__Extrait de page__

┌────────

Septièmement : réduction sur les droits et pierres d’Ecaussines. Comment la réduction a-t-elle encore été admise ici ? Elle a été admise sur des marchandises non ouvrées. On permet l’entrée de nos produits bruts, pour en laisser la manipulation à la France ; mais on écarte encore en cette occasion les produits belges qui ont reçu leur dernière manipulation. Le gouvernement français qui connaît et sert admirablement les intérêts de la France, n’est pas assez maladroit pour nous abandonner le bénéfice de la main-d’œuvre ; il vient prendre chez nous des matières premières, mais a bien soin d’en conserver le travail à ses ouvriers. C’est dans ce sens qu’il admet nos pierres brutes et qu’il rejette nos pierres ouvrées. Encore une fois, il n’y a pas ici la moindre similitude entre la prétendue concession que l’on nous fait sur cet article, et celles que l’on nous propose d’accorder à la France, au détriment de grandes industries qui font mouvoir chacune de 50 à 60,000 ouvriers.

Huitièmement : importation des fromages de Herve. Vous conviendrez, messieurs, que c’est là un article tout à fait insignifiant en comparaison de l’industrie de la bonneterie et de celle de la draperie, qui sont au nombre des plus importantes de la Belgique.

└────────

__Données sources__
┌────────

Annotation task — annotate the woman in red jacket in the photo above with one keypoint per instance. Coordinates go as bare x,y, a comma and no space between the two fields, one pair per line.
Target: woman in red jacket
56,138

└────────

__Travail demandé__
1 > Pour chacune des affirmations suivantes, dites par oui ou par non si elle concorde avec l'extrait de page, et citez à l'identique les mots qui le prouvent. (a) La France accepte les pierres brutes belges mais refuse les pierres ouvrées. (b) Le gouvernement français laisse à la Belgique le bénéfice de la main-d'œuvre. (c) Les fromages de Herve sont présentés comme un article de grande importance.
2 > Dressez la liste complète des désignations de pierres qui figurent dans l'extrait de page.

__Résultats attendus__
1 >
(a) Oui : « C’est dans ce sens qu’il admet nos pierres brutes et qu’il rejette nos pierres ouvrées. »
(b) Non : « n’est pas assez maladroit pour nous abandonner le bénéfice de la main-d’œuvre »
(c) Non : « c’est là un article tout à fait insignifiant en comparaison de l’industrie de la bonneterie et de celle de la draperie »

2 >
pierres d’Ecaussines
pierres brutes
pierres ouvrées